### Data extracts ###
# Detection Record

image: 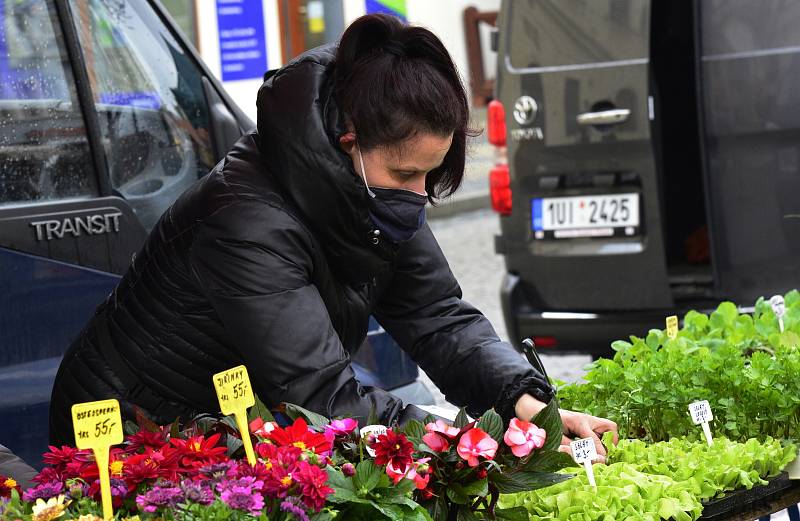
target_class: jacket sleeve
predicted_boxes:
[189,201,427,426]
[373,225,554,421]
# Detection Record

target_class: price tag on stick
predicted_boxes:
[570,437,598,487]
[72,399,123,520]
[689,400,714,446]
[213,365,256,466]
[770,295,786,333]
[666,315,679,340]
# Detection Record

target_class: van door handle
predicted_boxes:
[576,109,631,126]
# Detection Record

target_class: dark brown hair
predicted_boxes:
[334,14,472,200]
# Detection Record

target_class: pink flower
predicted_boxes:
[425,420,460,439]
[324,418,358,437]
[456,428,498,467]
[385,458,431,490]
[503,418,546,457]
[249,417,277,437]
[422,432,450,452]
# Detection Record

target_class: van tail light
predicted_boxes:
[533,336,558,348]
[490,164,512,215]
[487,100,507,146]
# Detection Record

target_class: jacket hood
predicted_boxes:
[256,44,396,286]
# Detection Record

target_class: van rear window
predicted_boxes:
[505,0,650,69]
###
▶ **Work order**
Pictures omitted, give the entries again exactly.

▶ **Solution**
# Detection Record

image: 
target_class: jacket sleeve
predicted_boxes:
[189,201,427,426]
[373,225,554,421]
# Detection Record

target_class: price tag on stick
predicted_boxes:
[570,437,598,487]
[72,399,123,520]
[689,400,714,446]
[213,365,256,466]
[770,295,786,333]
[666,315,679,340]
# Detection Record

target_class: van door handle
predicted_boxes:
[576,109,631,126]
# Detection Record

target_class: dark brown hair
predicted_boxes:
[334,14,472,200]
# Detection Record

target_class: pink flower
predicted_boxes:
[425,420,460,439]
[324,418,358,437]
[456,428,498,467]
[385,458,431,490]
[503,418,546,457]
[249,417,277,437]
[422,432,450,452]
# Detection Record

target_class: van tail light
predicted_boxes:
[533,336,558,348]
[490,164,512,215]
[487,100,507,146]
# Detection Record

target_class: jacket hood
predicted_boxes:
[256,44,396,286]
# Detection Record

target_class: van rear window
predicted_boxes:
[505,0,650,69]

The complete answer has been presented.